## Supplied records
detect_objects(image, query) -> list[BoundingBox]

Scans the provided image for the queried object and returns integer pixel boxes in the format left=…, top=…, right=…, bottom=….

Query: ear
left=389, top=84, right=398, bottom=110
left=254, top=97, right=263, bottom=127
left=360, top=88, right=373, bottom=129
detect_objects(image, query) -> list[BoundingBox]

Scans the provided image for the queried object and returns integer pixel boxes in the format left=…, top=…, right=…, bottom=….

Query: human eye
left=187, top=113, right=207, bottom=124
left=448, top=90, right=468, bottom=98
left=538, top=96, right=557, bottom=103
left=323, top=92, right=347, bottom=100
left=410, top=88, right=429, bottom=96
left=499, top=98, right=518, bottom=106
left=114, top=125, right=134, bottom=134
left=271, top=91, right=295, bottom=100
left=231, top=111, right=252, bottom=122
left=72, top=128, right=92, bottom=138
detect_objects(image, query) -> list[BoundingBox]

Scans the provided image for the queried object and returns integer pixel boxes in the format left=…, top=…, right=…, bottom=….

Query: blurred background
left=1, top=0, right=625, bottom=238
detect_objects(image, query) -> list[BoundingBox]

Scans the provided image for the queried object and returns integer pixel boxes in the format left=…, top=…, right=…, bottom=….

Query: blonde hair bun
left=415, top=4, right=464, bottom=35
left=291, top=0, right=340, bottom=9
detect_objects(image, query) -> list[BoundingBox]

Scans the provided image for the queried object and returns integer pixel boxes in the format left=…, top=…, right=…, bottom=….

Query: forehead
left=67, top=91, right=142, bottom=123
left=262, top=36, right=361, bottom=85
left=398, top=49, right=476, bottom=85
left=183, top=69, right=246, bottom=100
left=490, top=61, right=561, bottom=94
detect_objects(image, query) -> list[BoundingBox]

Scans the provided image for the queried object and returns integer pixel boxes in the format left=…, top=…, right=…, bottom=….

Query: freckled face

## What is required
So that nothing is lost, return the listing exactly and completely.

## Answer box
detect_objects(image, query) -> list[BoundingBox]

Scans the provided image for the queried object and returns integer pixel boxes in the format left=…, top=…, right=…, bottom=….

Query: ear
left=389, top=84, right=398, bottom=110
left=254, top=97, right=263, bottom=127
left=360, top=88, right=373, bottom=129
detect_objects(image, query) -> list[BoundingBox]

Scans the provided image for the queried object and returns integer pixel boxes in the format left=…, top=…, right=…, bottom=….

Query: human eye
left=187, top=113, right=207, bottom=124
left=448, top=90, right=468, bottom=98
left=538, top=96, right=557, bottom=103
left=323, top=92, right=347, bottom=100
left=410, top=88, right=429, bottom=96
left=499, top=98, right=518, bottom=106
left=114, top=125, right=134, bottom=134
left=271, top=91, right=295, bottom=100
left=231, top=111, right=252, bottom=122
left=72, top=128, right=92, bottom=138
detect_objects(image, query) -> list[BoundingBox]

Scans the provided image for the queried object and returns integer pixel boxes in the format left=…, top=…, right=…, bottom=….

Query: blurred background
left=1, top=0, right=625, bottom=238
detect_objects(image, query) -> list[BoundingBox]

Scans the provided image for the queried object and returns integer pixel boxes in the format left=…, top=…, right=…, bottom=….

Query: blonde hair bun
left=415, top=4, right=464, bottom=35
left=291, top=0, right=340, bottom=9
detect_objects(image, query) -> list[BoundingBox]

Scans the provided image for the queried object and returns integer pixel boxes in the format left=…, top=…, right=…, bottom=….

Query: forehead
left=67, top=91, right=142, bottom=123
left=262, top=36, right=361, bottom=85
left=398, top=49, right=476, bottom=85
left=183, top=69, right=246, bottom=100
left=490, top=61, right=561, bottom=94
detect_objects(image, query) -> list[BoundingBox]

Scans the provided image for the queried object and returns integer pixel boxes in the format left=…, top=…, right=…, bottom=….

Query: freckled face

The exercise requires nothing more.